Top of Data excerpts

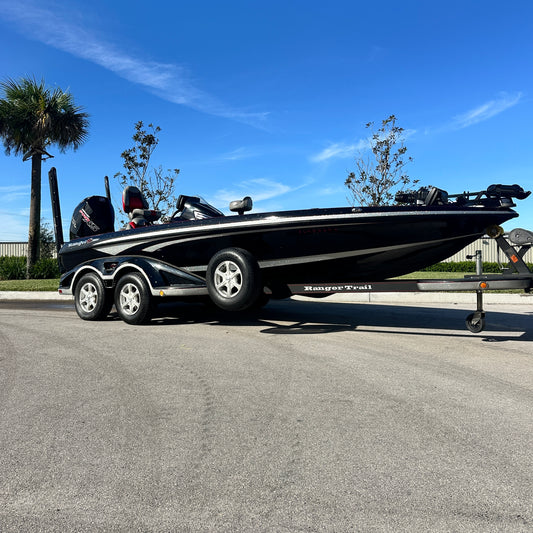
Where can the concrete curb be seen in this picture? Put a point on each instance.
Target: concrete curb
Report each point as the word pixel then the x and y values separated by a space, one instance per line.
pixel 360 297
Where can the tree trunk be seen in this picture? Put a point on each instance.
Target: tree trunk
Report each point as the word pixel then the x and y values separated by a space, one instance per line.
pixel 35 213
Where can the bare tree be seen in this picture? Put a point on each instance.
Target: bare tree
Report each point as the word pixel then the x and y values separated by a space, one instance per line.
pixel 156 185
pixel 381 173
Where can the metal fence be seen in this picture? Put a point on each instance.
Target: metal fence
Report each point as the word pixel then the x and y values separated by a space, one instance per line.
pixel 489 252
pixel 13 248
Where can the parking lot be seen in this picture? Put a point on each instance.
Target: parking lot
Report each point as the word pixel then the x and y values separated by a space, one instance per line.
pixel 304 416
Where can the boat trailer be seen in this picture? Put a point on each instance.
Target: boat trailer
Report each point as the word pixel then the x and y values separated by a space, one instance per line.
pixel 516 276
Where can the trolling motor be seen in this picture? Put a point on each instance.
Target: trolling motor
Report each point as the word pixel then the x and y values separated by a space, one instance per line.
pixel 499 195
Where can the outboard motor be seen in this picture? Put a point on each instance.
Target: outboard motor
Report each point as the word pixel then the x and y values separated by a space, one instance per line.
pixel 94 215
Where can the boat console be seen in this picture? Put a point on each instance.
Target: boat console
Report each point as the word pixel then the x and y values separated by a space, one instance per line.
pixel 136 207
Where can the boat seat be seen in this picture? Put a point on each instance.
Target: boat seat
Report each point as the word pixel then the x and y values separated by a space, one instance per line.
pixel 521 236
pixel 136 207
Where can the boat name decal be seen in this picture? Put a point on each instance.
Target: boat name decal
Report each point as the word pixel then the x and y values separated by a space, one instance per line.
pixel 338 288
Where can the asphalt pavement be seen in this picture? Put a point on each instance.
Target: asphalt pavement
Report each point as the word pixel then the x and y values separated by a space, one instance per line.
pixel 304 416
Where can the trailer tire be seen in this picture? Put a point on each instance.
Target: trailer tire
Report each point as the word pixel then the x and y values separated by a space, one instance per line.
pixel 234 279
pixel 91 299
pixel 133 301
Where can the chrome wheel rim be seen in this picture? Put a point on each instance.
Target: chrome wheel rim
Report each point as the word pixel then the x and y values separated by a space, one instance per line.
pixel 88 297
pixel 130 299
pixel 228 279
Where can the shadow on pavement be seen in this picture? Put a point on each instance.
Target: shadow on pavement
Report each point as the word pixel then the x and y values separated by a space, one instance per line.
pixel 290 317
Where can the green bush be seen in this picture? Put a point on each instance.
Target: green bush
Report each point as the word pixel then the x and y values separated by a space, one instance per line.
pixel 12 267
pixel 46 268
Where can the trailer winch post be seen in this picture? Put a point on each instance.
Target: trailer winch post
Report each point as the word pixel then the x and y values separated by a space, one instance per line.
pixel 56 209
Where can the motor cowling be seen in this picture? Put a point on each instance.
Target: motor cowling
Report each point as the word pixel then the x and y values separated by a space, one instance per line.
pixel 92 216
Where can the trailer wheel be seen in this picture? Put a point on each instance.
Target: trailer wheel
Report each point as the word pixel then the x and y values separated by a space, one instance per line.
pixel 475 323
pixel 234 279
pixel 133 300
pixel 91 299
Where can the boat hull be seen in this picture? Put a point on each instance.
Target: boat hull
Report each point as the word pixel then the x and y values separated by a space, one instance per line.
pixel 320 245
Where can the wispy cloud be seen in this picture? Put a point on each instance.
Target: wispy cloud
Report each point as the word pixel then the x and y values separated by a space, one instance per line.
pixel 168 81
pixel 346 150
pixel 238 154
pixel 486 110
pixel 341 150
pixel 259 189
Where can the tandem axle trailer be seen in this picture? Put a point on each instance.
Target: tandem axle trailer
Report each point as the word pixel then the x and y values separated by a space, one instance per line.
pixel 516 276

Bottom of Data excerpts

§ Problem description
Repeat only what runs from the first line of the records above to the line with "Where can the boat trailer", both included, word for word, minus the pictures.

§ Task output
Where can the concrete curb be seen in this picture? Put a point on each instance.
Target: concrete curb
Report each point as the word pixel then the x and y values separated by a space, one instance per line.
pixel 360 297
Where can the tree trunk be seen in this picture? Put a point on each instance.
Target: tree trunk
Report each point as the word pixel then the x and y values separated by a space, one instance per line.
pixel 35 213
Where can the bare tree be seen in this picture? Put a point on each instance.
Target: bare tree
Report each point as the word pixel then the x and y values separated by a space, one instance per line.
pixel 156 185
pixel 381 173
Where can the metal fence be seen in this picture? Put a point on each instance.
Target: metal fence
Report each point as the word pixel then the x and y values separated by a space, one instance per line.
pixel 489 252
pixel 13 248
Where can the parking lot be seen in this picture? Put a point on each instance.
Target: parking lot
Report each point as the word pixel then the x and y values separated by a space, one instance per line.
pixel 304 416
Where can the boat trailer be seen in this picture? Put a point on each instance.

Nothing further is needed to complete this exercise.